■ **Task directions**: Copy out each line of the material below that holds the string "hillside".
-------- Listed records
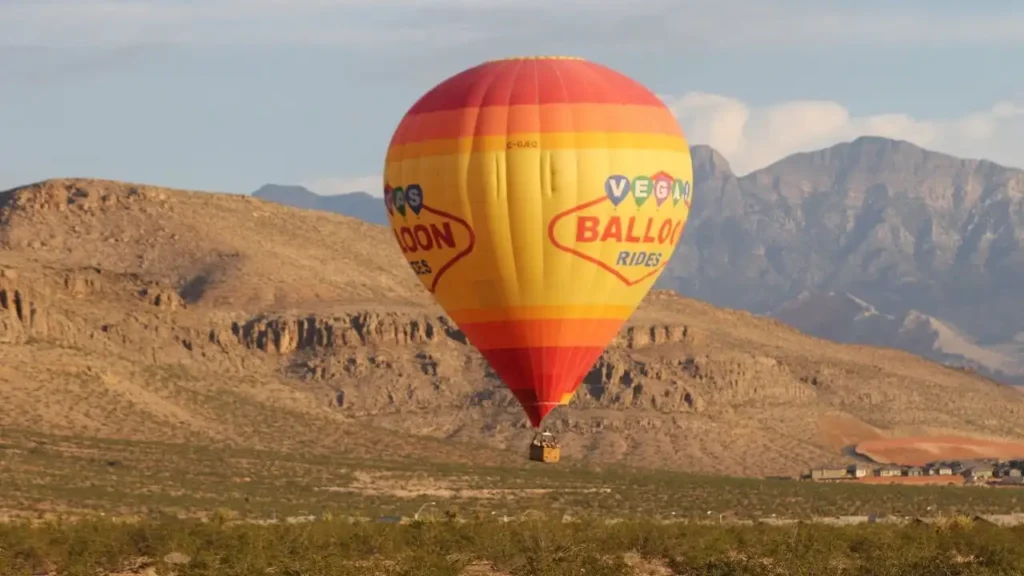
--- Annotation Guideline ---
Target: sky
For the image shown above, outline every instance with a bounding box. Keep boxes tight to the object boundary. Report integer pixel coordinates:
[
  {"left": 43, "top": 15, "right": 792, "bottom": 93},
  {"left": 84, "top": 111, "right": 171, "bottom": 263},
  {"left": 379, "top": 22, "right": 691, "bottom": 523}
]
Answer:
[{"left": 1, "top": 0, "right": 1023, "bottom": 196}]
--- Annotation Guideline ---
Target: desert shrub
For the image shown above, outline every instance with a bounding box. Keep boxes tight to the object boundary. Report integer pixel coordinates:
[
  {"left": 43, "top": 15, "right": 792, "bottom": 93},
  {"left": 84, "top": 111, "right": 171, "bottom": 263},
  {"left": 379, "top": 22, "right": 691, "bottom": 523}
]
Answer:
[{"left": 5, "top": 515, "right": 1024, "bottom": 575}]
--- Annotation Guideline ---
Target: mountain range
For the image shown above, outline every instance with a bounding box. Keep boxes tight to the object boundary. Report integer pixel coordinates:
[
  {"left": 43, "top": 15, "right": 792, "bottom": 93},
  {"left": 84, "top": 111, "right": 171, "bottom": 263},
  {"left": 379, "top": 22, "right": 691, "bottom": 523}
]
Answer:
[
  {"left": 252, "top": 184, "right": 388, "bottom": 225},
  {"left": 253, "top": 137, "right": 1024, "bottom": 384},
  {"left": 7, "top": 178, "right": 1024, "bottom": 477}
]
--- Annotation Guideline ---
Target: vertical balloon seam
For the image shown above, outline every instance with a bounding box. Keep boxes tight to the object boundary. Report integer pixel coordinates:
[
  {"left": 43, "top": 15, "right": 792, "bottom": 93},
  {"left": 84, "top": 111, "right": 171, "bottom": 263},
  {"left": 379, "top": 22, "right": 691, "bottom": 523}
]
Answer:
[
  {"left": 554, "top": 59, "right": 587, "bottom": 413},
  {"left": 562, "top": 61, "right": 589, "bottom": 411},
  {"left": 555, "top": 61, "right": 601, "bottom": 411},
  {"left": 570, "top": 60, "right": 613, "bottom": 408},
  {"left": 580, "top": 59, "right": 632, "bottom": 408},
  {"left": 494, "top": 60, "right": 520, "bottom": 310},
  {"left": 584, "top": 59, "right": 630, "bottom": 373},
  {"left": 458, "top": 59, "right": 505, "bottom": 242},
  {"left": 539, "top": 59, "right": 562, "bottom": 368},
  {"left": 502, "top": 60, "right": 529, "bottom": 408},
  {"left": 541, "top": 59, "right": 568, "bottom": 409},
  {"left": 585, "top": 60, "right": 622, "bottom": 408},
  {"left": 477, "top": 60, "right": 522, "bottom": 412},
  {"left": 524, "top": 60, "right": 550, "bottom": 410},
  {"left": 505, "top": 59, "right": 526, "bottom": 312},
  {"left": 467, "top": 63, "right": 506, "bottom": 316}
]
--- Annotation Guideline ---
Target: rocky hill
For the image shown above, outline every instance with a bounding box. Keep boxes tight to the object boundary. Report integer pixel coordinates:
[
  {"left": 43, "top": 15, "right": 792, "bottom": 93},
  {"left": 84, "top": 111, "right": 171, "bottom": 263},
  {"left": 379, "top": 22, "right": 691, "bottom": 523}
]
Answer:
[
  {"left": 253, "top": 137, "right": 1024, "bottom": 383},
  {"left": 666, "top": 137, "right": 1024, "bottom": 381},
  {"left": 4, "top": 178, "right": 1024, "bottom": 478},
  {"left": 773, "top": 291, "right": 1024, "bottom": 383}
]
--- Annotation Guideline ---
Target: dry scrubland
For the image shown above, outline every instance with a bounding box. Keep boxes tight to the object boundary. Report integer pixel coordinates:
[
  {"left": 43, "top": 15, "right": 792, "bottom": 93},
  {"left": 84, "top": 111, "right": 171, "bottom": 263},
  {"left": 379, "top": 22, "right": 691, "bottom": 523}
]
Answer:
[
  {"left": 6, "top": 429, "right": 1024, "bottom": 575},
  {"left": 5, "top": 179, "right": 1024, "bottom": 573},
  {"left": 6, "top": 515, "right": 1024, "bottom": 576},
  {"left": 8, "top": 428, "right": 1024, "bottom": 523}
]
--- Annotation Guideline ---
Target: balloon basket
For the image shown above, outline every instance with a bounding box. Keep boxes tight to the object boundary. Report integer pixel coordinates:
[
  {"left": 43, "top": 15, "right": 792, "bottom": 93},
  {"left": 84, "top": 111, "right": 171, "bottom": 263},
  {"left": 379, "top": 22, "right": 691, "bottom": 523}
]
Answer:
[{"left": 528, "top": 432, "right": 560, "bottom": 463}]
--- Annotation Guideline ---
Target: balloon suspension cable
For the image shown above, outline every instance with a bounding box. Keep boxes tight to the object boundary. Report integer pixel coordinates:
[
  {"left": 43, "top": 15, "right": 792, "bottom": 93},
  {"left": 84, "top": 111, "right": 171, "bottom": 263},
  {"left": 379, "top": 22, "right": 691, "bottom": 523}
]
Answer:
[{"left": 531, "top": 429, "right": 559, "bottom": 448}]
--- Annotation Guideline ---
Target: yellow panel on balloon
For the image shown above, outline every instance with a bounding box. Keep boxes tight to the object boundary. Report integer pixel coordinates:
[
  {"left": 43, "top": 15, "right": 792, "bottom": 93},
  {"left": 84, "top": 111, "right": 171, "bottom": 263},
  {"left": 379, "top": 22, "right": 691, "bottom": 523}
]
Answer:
[{"left": 383, "top": 57, "right": 693, "bottom": 427}]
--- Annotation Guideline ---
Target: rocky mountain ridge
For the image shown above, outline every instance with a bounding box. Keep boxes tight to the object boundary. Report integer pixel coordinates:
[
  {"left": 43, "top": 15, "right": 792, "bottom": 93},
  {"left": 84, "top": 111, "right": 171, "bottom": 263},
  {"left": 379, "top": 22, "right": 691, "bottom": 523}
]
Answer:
[
  {"left": 773, "top": 290, "right": 1024, "bottom": 383},
  {"left": 255, "top": 137, "right": 1024, "bottom": 384},
  {"left": 668, "top": 137, "right": 1024, "bottom": 373},
  {"left": 4, "top": 178, "right": 1024, "bottom": 477}
]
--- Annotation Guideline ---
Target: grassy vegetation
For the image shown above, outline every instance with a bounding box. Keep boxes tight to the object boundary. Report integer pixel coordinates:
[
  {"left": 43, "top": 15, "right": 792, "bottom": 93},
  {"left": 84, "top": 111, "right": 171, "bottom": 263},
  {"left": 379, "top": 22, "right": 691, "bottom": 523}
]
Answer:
[
  {"left": 4, "top": 515, "right": 1024, "bottom": 575},
  {"left": 5, "top": 427, "right": 1024, "bottom": 524},
  {"left": 8, "top": 427, "right": 1024, "bottom": 573}
]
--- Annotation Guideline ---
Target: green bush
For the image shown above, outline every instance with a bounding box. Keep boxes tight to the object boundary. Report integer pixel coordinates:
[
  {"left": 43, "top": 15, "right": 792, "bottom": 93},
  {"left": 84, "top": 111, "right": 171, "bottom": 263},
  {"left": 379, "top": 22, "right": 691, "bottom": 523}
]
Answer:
[{"left": 4, "top": 517, "right": 1024, "bottom": 576}]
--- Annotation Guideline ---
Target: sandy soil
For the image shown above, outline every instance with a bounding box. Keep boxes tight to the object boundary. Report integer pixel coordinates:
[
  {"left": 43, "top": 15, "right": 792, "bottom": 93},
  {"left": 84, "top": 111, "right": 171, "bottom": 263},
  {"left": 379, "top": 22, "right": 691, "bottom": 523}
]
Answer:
[{"left": 856, "top": 436, "right": 1024, "bottom": 466}]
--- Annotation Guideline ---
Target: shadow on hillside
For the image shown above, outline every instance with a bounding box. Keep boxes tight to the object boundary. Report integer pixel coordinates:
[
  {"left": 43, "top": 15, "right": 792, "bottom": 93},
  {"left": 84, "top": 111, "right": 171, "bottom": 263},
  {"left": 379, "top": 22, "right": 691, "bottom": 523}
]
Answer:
[
  {"left": 179, "top": 273, "right": 211, "bottom": 304},
  {"left": 438, "top": 318, "right": 467, "bottom": 345},
  {"left": 842, "top": 444, "right": 876, "bottom": 464},
  {"left": 583, "top": 367, "right": 606, "bottom": 401}
]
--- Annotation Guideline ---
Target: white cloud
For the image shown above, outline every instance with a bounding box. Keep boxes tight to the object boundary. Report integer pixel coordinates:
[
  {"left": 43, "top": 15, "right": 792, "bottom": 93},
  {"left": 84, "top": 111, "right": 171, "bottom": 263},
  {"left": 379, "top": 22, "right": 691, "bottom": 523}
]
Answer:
[
  {"left": 306, "top": 96, "right": 1024, "bottom": 194},
  {"left": 663, "top": 93, "right": 1024, "bottom": 175},
  {"left": 301, "top": 175, "right": 381, "bottom": 196}
]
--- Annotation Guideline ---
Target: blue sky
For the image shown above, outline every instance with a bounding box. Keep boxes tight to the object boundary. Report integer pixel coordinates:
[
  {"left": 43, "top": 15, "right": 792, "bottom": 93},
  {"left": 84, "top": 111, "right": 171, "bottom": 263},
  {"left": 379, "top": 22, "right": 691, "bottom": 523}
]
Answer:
[{"left": 2, "top": 0, "right": 1023, "bottom": 195}]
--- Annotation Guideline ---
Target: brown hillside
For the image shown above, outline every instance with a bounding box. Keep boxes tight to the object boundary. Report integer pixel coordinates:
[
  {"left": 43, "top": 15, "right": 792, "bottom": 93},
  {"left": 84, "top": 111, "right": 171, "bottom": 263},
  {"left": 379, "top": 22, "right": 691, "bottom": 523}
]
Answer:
[{"left": 3, "top": 178, "right": 1024, "bottom": 477}]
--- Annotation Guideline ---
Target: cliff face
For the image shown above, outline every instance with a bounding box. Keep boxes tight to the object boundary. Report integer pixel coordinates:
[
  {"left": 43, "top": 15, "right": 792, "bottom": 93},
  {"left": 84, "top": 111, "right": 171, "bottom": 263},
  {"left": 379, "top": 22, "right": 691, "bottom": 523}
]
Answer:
[
  {"left": 662, "top": 138, "right": 1024, "bottom": 382},
  {"left": 3, "top": 178, "right": 1024, "bottom": 478}
]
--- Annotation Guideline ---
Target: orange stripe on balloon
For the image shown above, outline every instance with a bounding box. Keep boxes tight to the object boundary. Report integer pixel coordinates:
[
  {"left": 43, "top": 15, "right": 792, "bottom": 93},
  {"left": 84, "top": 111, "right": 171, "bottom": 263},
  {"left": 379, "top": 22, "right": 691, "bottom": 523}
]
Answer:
[
  {"left": 390, "top": 104, "right": 681, "bottom": 146},
  {"left": 483, "top": 345, "right": 605, "bottom": 427},
  {"left": 460, "top": 318, "right": 624, "bottom": 350},
  {"left": 385, "top": 132, "right": 688, "bottom": 162},
  {"left": 448, "top": 304, "right": 635, "bottom": 324}
]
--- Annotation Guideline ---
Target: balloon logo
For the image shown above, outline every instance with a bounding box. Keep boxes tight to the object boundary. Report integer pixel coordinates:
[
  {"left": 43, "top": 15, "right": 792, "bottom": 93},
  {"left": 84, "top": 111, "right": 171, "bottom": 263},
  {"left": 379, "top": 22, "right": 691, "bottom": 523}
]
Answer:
[{"left": 383, "top": 56, "right": 693, "bottom": 428}]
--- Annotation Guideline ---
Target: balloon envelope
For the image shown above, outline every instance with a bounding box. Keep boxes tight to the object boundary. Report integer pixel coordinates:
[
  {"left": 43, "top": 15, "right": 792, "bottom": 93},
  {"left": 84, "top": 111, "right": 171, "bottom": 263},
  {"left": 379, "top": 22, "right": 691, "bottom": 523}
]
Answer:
[{"left": 383, "top": 56, "right": 693, "bottom": 427}]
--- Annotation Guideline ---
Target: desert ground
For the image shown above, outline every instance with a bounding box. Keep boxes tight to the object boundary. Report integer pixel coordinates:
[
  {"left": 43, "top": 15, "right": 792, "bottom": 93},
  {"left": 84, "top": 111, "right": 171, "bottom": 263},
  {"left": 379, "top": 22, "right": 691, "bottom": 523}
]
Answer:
[
  {"left": 5, "top": 179, "right": 1024, "bottom": 574},
  {"left": 5, "top": 179, "right": 1024, "bottom": 477},
  {"left": 856, "top": 436, "right": 1024, "bottom": 466}
]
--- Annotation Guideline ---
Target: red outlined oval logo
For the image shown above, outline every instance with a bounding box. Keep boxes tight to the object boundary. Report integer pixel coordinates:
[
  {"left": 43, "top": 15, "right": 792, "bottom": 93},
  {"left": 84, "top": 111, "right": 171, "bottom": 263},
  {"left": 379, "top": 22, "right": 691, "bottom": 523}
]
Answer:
[
  {"left": 548, "top": 172, "right": 690, "bottom": 286},
  {"left": 385, "top": 183, "right": 475, "bottom": 293}
]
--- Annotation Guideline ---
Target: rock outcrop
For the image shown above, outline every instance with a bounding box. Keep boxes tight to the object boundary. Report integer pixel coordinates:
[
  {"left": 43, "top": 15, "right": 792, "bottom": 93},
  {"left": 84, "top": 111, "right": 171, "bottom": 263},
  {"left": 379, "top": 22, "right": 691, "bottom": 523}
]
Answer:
[{"left": 5, "top": 177, "right": 1024, "bottom": 477}]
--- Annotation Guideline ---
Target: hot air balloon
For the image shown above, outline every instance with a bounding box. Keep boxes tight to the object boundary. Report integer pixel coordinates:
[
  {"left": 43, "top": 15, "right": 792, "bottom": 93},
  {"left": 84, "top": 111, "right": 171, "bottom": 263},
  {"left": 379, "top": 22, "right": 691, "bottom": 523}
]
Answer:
[{"left": 382, "top": 56, "right": 693, "bottom": 455}]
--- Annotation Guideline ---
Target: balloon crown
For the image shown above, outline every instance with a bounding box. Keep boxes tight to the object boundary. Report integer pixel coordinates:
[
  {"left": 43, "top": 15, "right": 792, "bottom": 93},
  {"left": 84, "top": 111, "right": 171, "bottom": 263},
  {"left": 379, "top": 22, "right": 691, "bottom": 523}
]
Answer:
[{"left": 484, "top": 55, "right": 585, "bottom": 62}]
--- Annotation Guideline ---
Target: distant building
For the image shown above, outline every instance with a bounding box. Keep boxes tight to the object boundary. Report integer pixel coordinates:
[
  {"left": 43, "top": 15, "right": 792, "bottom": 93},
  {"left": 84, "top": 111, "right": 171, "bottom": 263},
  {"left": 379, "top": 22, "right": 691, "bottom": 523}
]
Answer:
----------------
■ **Your response**:
Target: shadow on hillside
Target: brown hillside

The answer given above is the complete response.